[Point-based annotation data]
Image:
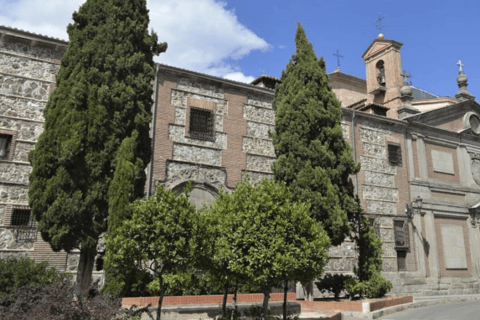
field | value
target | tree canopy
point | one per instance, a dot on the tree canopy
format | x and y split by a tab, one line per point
312	156
103	94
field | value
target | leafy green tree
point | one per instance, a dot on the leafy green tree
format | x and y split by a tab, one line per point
161	233
312	156
266	238
16	273
103	93
126	186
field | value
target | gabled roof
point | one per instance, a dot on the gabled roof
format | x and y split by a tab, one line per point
447	115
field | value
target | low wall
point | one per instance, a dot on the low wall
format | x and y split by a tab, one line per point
209	299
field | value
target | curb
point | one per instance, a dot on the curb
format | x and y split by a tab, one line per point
417	304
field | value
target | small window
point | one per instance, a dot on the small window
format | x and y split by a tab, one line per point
201	124
402	238
375	224
402	260
24	227
395	155
5	142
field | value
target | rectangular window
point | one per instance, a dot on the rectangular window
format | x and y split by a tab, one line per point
5	143
201	124
402	239
395	155
402	260
23	226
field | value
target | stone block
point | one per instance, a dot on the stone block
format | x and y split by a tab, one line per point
372	136
258	146
258	114
374	150
197	154
379	179
453	241
259	163
21	108
26	67
260	100
374	164
200	88
380	193
259	130
177	134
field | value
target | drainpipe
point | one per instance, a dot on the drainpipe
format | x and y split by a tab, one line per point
152	131
354	149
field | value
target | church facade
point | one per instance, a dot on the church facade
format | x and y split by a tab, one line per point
420	156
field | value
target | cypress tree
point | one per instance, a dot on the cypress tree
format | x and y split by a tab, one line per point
312	156
103	93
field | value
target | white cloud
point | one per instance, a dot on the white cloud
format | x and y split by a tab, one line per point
240	77
202	35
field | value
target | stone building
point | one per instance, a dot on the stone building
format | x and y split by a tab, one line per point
420	155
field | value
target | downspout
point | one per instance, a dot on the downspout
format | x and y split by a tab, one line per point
354	149
152	131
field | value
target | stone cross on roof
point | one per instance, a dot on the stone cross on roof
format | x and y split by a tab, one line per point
379	22
338	57
405	76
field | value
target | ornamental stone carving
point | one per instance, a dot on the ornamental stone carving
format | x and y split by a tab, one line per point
178	173
476	167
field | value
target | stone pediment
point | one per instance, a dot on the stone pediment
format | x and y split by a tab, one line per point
462	117
379	46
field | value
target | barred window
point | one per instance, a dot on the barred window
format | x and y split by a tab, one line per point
23	226
201	124
402	260
402	239
375	224
5	142
395	155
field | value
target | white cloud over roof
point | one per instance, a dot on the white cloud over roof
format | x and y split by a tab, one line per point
202	35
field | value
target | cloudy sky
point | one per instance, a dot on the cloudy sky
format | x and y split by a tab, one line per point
242	39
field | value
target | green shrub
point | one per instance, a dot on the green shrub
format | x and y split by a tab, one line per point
16	273
333	283
376	287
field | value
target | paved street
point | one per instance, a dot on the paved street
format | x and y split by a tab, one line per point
454	311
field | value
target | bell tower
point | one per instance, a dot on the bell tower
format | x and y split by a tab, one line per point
384	80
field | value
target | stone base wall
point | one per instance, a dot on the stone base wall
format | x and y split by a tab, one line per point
412	283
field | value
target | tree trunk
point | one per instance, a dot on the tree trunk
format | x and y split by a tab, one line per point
234	302
160	299
85	269
266	296
224	302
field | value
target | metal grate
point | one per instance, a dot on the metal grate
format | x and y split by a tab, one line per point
24	227
402	239
395	155
5	141
402	260
201	124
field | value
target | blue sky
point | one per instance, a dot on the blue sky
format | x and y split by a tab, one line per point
241	39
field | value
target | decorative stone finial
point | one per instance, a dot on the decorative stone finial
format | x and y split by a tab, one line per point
462	79
406	95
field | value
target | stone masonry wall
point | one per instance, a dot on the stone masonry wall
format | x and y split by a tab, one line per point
27	75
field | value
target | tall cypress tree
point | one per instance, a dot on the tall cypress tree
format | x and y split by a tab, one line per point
312	156
103	93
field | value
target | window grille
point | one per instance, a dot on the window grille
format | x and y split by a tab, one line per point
402	238
5	141
395	155
402	260
376	225
23	226
201	124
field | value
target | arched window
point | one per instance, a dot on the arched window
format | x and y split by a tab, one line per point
381	73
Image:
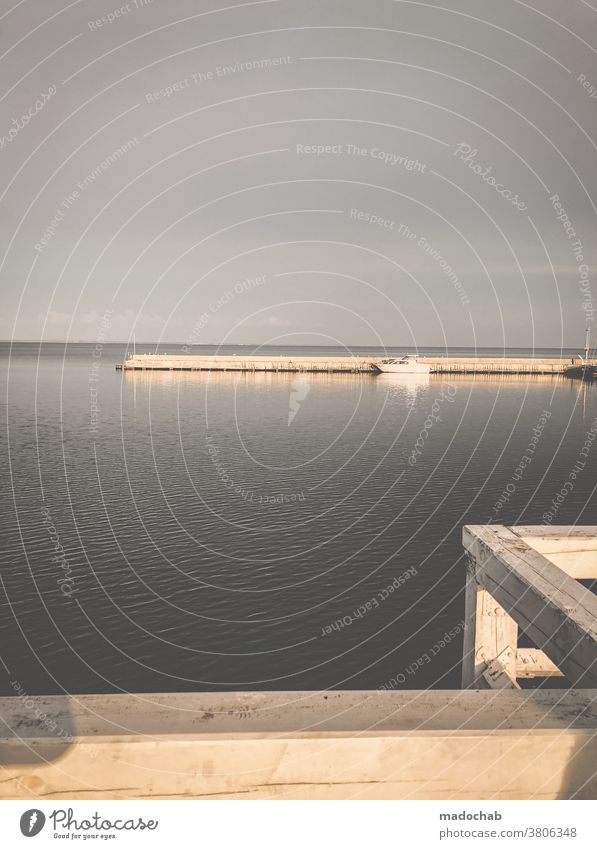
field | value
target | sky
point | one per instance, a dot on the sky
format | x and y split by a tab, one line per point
298	172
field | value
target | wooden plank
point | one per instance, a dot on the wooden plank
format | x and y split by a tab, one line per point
533	663
381	745
557	531
556	612
226	715
498	678
452	765
576	555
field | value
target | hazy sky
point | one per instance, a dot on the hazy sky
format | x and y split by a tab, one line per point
291	171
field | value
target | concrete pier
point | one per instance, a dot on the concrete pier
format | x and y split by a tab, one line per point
354	365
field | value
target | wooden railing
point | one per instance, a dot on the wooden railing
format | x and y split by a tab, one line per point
527	577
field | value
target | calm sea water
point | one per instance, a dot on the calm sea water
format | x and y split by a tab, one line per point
168	532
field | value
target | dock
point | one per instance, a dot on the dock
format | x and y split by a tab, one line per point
332	365
490	740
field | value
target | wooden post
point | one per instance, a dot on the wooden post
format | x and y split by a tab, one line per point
490	635
558	614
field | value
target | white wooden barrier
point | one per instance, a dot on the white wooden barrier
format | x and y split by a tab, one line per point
527	577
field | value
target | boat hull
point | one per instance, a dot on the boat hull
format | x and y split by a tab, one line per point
403	368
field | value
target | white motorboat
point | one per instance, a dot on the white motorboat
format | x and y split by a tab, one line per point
409	364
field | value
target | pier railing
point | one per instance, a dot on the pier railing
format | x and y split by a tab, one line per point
527	578
492	740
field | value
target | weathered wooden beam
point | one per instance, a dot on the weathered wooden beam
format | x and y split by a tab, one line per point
489	632
497	677
533	663
379	745
558	614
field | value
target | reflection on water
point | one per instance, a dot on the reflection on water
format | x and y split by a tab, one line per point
261	531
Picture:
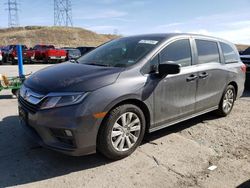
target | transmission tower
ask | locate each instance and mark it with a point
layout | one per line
(13, 13)
(63, 13)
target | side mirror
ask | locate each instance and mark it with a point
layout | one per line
(168, 68)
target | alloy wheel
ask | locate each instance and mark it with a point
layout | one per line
(228, 100)
(125, 131)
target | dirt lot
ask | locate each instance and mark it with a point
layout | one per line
(177, 156)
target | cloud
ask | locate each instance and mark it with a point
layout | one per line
(102, 28)
(230, 26)
(102, 14)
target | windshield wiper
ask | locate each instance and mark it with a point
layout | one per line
(96, 64)
(74, 61)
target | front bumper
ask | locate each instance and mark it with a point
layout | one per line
(47, 128)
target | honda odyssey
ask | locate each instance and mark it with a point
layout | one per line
(109, 98)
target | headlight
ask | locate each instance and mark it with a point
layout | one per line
(54, 100)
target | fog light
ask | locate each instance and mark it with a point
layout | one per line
(68, 133)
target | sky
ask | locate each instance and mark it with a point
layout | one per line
(228, 19)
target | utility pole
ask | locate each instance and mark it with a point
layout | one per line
(13, 20)
(63, 13)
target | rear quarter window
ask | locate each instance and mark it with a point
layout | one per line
(229, 54)
(178, 52)
(208, 51)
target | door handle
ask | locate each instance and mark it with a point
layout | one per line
(203, 75)
(191, 78)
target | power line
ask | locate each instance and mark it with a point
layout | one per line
(63, 13)
(13, 20)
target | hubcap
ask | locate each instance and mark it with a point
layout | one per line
(126, 131)
(228, 101)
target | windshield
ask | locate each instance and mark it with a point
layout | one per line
(74, 52)
(121, 52)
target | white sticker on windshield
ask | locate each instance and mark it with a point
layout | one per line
(154, 42)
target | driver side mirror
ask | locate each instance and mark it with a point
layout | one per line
(168, 67)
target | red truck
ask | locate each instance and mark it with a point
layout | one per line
(48, 54)
(9, 54)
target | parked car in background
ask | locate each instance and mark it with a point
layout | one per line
(245, 58)
(9, 54)
(129, 86)
(72, 53)
(85, 49)
(48, 54)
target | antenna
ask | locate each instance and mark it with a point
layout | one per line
(63, 13)
(13, 13)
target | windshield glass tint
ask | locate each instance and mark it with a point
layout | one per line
(121, 52)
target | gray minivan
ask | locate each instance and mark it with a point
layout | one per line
(110, 97)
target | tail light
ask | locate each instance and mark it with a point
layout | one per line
(244, 68)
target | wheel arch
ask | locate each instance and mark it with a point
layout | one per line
(234, 84)
(135, 101)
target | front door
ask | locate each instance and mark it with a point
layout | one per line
(175, 95)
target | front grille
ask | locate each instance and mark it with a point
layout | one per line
(28, 106)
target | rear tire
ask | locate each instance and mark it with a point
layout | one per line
(227, 101)
(121, 132)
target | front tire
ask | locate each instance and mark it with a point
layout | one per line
(121, 132)
(227, 101)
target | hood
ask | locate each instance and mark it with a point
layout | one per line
(71, 77)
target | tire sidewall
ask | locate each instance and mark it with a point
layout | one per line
(112, 118)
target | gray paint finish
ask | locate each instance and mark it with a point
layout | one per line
(168, 100)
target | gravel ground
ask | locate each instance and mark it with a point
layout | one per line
(178, 156)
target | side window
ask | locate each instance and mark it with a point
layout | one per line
(229, 53)
(208, 51)
(179, 52)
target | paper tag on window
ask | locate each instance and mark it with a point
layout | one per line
(154, 42)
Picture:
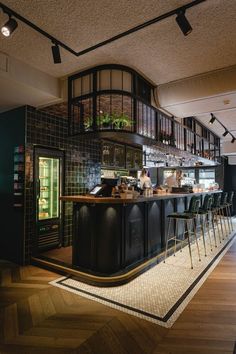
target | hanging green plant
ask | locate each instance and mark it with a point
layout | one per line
(88, 122)
(104, 120)
(121, 121)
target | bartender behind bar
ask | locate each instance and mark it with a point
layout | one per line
(145, 180)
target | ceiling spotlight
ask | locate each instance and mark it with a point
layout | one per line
(9, 27)
(183, 23)
(56, 54)
(213, 118)
(225, 133)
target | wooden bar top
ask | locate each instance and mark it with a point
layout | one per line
(106, 200)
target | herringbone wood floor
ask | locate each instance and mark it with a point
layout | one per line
(38, 318)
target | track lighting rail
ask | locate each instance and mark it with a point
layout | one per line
(226, 132)
(56, 41)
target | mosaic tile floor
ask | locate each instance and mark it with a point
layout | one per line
(161, 293)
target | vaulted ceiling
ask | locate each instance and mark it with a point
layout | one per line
(160, 52)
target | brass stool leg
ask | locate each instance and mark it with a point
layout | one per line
(207, 221)
(195, 235)
(213, 227)
(189, 245)
(224, 221)
(217, 224)
(221, 223)
(167, 237)
(202, 222)
(228, 218)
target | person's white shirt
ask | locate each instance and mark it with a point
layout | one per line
(171, 181)
(145, 182)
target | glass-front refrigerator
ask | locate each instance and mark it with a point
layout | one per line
(49, 184)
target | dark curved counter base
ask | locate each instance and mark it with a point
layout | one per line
(112, 237)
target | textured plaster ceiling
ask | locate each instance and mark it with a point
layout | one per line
(160, 52)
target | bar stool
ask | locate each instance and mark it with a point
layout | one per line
(188, 218)
(223, 211)
(216, 219)
(229, 204)
(204, 216)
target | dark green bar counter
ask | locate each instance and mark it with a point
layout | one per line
(113, 236)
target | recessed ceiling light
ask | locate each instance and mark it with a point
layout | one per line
(9, 27)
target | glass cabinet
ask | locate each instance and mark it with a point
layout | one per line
(48, 201)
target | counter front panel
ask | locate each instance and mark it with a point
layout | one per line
(112, 236)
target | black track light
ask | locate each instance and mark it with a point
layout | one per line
(225, 133)
(213, 118)
(9, 27)
(183, 23)
(56, 54)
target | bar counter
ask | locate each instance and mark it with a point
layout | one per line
(112, 236)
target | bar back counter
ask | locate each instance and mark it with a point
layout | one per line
(113, 236)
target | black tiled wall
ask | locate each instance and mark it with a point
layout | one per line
(82, 165)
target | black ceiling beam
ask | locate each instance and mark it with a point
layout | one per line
(11, 12)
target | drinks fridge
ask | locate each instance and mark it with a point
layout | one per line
(48, 187)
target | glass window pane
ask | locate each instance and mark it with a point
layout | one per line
(48, 202)
(116, 80)
(127, 81)
(104, 80)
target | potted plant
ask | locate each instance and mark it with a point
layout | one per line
(104, 120)
(121, 121)
(88, 122)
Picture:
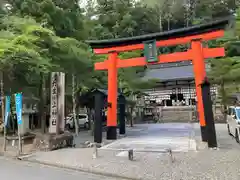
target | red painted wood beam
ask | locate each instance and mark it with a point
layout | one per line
(169, 42)
(164, 58)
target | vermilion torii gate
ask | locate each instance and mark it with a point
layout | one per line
(194, 35)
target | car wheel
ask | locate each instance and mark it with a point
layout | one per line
(229, 132)
(237, 136)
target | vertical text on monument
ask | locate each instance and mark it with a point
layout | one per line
(54, 102)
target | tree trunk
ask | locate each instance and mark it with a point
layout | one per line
(42, 114)
(74, 105)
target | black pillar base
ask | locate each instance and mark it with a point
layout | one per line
(111, 133)
(98, 118)
(122, 124)
(208, 113)
(204, 133)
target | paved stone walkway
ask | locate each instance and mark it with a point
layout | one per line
(157, 137)
(222, 164)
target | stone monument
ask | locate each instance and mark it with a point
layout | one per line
(57, 137)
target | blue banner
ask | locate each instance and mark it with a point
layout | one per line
(7, 109)
(18, 102)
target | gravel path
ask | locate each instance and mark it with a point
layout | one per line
(12, 170)
(222, 164)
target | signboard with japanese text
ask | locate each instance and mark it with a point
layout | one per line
(7, 109)
(18, 102)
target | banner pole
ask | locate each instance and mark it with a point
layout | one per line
(2, 100)
(18, 103)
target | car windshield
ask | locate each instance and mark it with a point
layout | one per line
(238, 113)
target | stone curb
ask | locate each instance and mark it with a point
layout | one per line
(86, 170)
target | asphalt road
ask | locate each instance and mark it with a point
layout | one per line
(19, 170)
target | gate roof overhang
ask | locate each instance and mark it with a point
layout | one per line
(192, 31)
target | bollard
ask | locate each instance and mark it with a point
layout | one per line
(170, 155)
(95, 151)
(130, 155)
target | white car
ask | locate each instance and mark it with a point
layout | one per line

_Request_
Output an exact copy of the lines beginning at the one that holds "target | car windshield" and running through the final line of the records.

_Solution to the exercise_
target | car windshield
ask | locate each instance and mark it with a point
layout | one per line
(238, 113)
target | stone curb
ask | locate each instance and mark it with a point
layout | one per line
(86, 170)
target | asphalt road
ask | locate each instance and mark it with a point
layout | one per line
(19, 170)
target | gate roof overhang
ask | locate each instance and mark it with a point
layout | one per line
(192, 31)
target | bollard
ask | locate each instance and mark it with a point
layout | one per line
(170, 155)
(95, 151)
(130, 155)
target | white car
ask | locate each instance and mark it with a point
layout | one per line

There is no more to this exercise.